# WHAT IS EXPECTED:
Please give the lines from the one containing "Target = white decorative border frame" up to and including the one containing "x=298 y=208" as a JSON list of strings, one string per line, with blank lines left out and no other lines included.

+++ DATA SHOWN

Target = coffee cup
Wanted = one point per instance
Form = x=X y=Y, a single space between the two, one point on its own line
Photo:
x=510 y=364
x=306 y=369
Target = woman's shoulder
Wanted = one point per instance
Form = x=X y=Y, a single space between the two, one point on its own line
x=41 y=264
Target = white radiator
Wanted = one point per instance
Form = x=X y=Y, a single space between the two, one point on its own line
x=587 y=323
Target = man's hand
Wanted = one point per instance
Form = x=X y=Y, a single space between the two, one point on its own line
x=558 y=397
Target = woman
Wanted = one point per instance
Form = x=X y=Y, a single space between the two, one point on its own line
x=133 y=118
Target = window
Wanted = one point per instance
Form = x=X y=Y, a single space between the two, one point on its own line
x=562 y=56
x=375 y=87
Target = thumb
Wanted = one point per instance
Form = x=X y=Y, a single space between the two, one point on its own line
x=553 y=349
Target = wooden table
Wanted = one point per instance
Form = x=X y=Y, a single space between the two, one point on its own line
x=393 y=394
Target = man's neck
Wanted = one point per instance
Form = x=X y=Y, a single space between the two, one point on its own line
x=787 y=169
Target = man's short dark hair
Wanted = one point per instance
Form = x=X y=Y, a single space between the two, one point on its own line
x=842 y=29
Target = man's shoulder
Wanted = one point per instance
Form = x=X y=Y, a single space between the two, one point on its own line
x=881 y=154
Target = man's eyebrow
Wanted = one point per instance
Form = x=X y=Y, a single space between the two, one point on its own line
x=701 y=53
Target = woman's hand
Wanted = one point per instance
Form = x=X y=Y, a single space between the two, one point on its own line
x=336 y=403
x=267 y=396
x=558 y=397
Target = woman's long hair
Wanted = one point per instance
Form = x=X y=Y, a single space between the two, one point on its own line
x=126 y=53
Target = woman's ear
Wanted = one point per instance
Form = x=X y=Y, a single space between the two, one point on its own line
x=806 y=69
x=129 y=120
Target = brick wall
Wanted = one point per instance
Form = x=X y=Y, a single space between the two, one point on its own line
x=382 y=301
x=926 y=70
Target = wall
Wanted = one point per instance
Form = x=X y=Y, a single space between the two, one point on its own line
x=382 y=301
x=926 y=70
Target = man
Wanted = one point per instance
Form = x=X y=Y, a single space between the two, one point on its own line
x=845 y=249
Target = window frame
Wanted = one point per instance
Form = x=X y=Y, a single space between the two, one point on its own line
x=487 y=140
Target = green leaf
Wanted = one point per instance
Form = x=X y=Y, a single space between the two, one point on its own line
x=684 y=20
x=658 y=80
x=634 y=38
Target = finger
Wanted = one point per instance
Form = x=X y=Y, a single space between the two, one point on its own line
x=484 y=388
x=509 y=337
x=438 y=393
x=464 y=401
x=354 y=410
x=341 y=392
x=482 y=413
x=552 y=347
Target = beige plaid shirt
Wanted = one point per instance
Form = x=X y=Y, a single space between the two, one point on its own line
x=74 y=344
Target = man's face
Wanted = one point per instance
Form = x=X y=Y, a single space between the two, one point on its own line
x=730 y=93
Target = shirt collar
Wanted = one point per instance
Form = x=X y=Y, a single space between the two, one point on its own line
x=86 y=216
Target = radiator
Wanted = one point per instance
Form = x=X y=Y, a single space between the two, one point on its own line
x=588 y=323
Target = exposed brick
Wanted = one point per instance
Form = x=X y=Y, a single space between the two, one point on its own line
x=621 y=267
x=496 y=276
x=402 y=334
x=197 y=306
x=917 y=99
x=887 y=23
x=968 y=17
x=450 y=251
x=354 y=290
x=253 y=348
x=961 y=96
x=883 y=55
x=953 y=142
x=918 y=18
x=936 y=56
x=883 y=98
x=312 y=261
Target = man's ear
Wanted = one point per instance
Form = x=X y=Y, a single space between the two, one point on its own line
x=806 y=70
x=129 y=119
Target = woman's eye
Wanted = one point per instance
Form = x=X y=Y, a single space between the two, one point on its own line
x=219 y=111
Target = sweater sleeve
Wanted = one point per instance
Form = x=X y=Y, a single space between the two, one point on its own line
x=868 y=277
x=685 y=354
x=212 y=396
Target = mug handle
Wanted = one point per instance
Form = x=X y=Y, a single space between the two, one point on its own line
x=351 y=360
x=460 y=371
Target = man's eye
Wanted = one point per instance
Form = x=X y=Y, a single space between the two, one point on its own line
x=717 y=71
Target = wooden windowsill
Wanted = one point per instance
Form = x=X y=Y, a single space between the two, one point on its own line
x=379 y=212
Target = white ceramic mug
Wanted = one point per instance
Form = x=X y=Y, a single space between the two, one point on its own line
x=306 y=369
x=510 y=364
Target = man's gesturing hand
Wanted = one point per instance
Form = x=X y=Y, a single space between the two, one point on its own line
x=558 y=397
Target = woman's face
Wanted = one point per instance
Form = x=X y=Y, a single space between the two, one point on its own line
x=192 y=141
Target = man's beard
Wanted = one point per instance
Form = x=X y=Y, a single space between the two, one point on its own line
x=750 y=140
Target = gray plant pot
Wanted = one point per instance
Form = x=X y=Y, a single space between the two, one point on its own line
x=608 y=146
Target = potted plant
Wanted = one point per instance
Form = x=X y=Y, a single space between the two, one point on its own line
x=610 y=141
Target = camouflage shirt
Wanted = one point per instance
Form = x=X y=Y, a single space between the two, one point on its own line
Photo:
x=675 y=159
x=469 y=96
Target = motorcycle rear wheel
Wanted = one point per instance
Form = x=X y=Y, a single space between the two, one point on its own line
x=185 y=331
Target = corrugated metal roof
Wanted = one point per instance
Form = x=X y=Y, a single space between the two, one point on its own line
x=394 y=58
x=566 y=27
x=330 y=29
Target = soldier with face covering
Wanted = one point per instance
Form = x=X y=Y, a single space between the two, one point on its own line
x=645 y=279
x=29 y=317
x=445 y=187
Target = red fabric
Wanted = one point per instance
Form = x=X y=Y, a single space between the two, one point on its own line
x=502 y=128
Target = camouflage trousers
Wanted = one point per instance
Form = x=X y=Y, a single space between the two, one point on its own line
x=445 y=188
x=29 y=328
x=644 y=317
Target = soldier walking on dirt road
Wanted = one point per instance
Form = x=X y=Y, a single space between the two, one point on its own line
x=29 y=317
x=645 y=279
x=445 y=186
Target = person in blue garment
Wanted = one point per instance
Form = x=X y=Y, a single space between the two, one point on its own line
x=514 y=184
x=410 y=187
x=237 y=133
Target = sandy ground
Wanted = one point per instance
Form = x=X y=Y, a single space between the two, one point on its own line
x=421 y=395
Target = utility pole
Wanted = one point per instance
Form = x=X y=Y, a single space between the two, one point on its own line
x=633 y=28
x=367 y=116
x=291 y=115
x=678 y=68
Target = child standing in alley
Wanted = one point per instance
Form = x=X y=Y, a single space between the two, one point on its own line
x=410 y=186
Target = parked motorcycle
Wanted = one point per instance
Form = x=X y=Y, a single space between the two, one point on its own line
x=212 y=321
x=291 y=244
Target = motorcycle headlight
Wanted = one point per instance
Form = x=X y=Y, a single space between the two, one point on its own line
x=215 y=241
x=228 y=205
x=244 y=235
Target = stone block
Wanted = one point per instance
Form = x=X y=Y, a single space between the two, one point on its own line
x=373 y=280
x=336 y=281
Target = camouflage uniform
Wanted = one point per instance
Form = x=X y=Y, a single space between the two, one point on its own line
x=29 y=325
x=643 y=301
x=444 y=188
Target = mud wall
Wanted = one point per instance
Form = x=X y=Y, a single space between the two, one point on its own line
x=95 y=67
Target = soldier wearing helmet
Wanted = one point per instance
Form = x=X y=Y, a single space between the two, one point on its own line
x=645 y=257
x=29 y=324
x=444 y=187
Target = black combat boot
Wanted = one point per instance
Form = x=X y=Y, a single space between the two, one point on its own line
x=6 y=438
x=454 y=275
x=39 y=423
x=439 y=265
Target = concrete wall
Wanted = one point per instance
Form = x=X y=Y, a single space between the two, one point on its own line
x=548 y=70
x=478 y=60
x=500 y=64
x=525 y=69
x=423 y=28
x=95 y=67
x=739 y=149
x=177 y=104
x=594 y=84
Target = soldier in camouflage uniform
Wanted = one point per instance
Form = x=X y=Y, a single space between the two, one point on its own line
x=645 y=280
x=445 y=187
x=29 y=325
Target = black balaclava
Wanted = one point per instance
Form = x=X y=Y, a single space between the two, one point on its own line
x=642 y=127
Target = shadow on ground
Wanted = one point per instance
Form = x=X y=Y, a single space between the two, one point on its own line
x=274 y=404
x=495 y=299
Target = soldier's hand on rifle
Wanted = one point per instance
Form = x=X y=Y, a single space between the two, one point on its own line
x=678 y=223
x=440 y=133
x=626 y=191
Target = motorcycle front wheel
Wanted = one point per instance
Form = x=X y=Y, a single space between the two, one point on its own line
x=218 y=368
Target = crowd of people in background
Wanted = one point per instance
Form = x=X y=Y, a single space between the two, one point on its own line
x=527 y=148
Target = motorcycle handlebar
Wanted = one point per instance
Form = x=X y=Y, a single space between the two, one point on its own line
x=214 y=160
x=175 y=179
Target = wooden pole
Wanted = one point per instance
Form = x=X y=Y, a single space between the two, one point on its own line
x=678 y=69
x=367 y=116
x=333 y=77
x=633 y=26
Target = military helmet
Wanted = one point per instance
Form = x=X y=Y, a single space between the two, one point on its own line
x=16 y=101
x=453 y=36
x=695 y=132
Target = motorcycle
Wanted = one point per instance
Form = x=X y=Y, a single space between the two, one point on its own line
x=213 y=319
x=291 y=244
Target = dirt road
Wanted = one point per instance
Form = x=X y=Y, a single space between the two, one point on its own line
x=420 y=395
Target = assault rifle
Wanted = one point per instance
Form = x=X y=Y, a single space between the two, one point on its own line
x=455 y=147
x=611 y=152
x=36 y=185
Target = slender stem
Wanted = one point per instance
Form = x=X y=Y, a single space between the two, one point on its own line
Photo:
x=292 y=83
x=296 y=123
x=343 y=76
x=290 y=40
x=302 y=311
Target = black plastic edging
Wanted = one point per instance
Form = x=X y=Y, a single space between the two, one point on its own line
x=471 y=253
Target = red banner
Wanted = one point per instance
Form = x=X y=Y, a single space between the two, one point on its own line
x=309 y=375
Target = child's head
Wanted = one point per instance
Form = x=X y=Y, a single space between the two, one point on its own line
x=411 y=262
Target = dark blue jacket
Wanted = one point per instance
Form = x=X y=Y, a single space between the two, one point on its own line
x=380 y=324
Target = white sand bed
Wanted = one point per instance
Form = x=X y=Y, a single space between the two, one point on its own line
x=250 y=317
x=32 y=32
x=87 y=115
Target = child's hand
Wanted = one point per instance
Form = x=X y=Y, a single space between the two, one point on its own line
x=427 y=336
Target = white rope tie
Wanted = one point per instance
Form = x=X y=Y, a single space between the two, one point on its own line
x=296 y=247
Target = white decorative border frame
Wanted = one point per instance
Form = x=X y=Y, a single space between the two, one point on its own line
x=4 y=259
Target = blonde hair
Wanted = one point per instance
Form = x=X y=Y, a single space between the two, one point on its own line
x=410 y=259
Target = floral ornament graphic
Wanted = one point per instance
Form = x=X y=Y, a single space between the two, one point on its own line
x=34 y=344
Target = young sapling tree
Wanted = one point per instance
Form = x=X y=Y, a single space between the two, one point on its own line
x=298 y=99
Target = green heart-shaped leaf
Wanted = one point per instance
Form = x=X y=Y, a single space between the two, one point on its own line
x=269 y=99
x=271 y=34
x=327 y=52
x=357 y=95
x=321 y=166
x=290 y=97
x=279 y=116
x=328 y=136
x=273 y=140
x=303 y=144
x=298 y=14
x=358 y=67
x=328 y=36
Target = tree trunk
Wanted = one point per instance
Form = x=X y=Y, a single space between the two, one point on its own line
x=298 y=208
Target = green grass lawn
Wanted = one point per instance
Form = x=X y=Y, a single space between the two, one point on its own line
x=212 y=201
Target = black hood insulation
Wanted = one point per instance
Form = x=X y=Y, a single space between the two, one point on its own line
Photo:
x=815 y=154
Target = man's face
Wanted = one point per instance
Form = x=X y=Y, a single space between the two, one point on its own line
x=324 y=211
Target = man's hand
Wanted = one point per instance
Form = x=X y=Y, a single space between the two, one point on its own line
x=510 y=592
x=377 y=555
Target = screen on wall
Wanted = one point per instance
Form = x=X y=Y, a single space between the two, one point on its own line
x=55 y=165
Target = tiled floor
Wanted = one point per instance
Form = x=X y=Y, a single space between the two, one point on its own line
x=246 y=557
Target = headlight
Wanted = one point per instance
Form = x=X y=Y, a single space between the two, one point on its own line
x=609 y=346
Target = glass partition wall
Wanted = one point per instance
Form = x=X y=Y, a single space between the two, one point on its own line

++++++

# WRITTEN RESPONSE:
[
  "Target = white decorative border frame",
  "Wanted = one point per instance",
  "Form = x=X y=Y, a single space between the two, one point on its own line",
  "x=4 y=259",
  "Target = blonde hair",
  "Wanted = one point per instance",
  "Form = x=X y=Y, a single space between the two, one point on its own line",
  "x=410 y=259",
  "Target = floral ornament graphic",
  "Wanted = one point per instance",
  "Form = x=X y=Y, a single space between the two, one point on its own line",
  "x=34 y=344",
  "Target = young sapling tree",
  "Wanted = one point per instance",
  "Form = x=X y=Y, a single space between the two, one point on its own line",
  "x=298 y=99",
  "Target = green heart-shaped leaf",
  "Wanted = one point per instance",
  "Form = x=X y=Y, a single space between the two, one point on its own line",
  "x=269 y=99",
  "x=271 y=34",
  "x=327 y=52",
  "x=357 y=95",
  "x=321 y=166",
  "x=290 y=97",
  "x=279 y=116",
  "x=328 y=136",
  "x=273 y=140",
  "x=303 y=144",
  "x=298 y=14",
  "x=358 y=67",
  "x=328 y=36",
  "Target = tree trunk",
  "Wanted = one point per instance",
  "Form = x=X y=Y, a single space between the two, one point on its own line",
  "x=298 y=208"
]